TEXT SECTION:
►

Did you know that consumers already have up to 90 percent of the customer journey behind them before they enter a store? And that they have used up to eleven content offerings?

Consumers now possess, thanks to the “Internetization” of the media and trade channels, an enormous research potential and freedom of choice. Businesses need to make every effort to provide timely, excellent content at every single touchpoint. For us marketers this means that we have to make the customer journey to our “content journey”.

There is much to learn and explore. For example, we need to find out when or where an interested party could become a lead or buyer. Websites seem rather unsuitable for this: 96 percent of visitors, almost all of them, are not in a buying mood. When and where can we can present sales arguments without being pushy? We need to find an answer. So far, at any rate, consumers do not seem satisfied with the information supply; only 14 percent are currently of the opinion that brand companies provide a good multichannel experience.

One thing is certain; patience pays off. Three out of four consumers give purchase preference to the brand which best supplied the most useful content during the customer journey.
For this reason, all stakeholders need – also in sales – to appreciate the need for a particularly cautious approach to content marketing.

 

  1. Determine what content your local markets need

Localization has always been a particularly tricky task – in content marketing, it is no different. Again, it is about the right feeling for different cultures and tastes. Even US companies do not have this theme under control, as shown in a survey among the visitors to the Content World Congress 2015 in Cleveland; about 60 percent confessed that they do not have a strategy for global content marketing.

In any case it makes sense to build up their own expertise in every major market. The content marketers can then decide on the spot what content suits them. In American content circles, it is estimated that around 20 percent of content is suitable for localization.

◄

Summarize the text on content marketing in two sentences.

RAW DATA:
►

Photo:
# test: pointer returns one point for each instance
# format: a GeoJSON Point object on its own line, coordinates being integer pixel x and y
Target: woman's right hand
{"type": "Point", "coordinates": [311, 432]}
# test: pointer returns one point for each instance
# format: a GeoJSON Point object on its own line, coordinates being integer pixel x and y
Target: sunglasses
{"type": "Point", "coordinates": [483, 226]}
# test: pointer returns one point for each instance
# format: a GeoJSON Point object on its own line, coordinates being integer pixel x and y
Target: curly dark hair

◄

FULL ANSWER: Consumers have up to 90 percent of the customer journey behind them before entering a store, businesses need to provide timely, excellent content at every touchpoint, and three out of four consumers give purchase preference to the brand that supplied the most useful content. Localization is a particularly tricky task in content marketing, about 60 percent of surveyed visitors to the Content World Congress 2015 confessed they have no strategy for global content marketing, and it makes sense to build up expertise in every major market.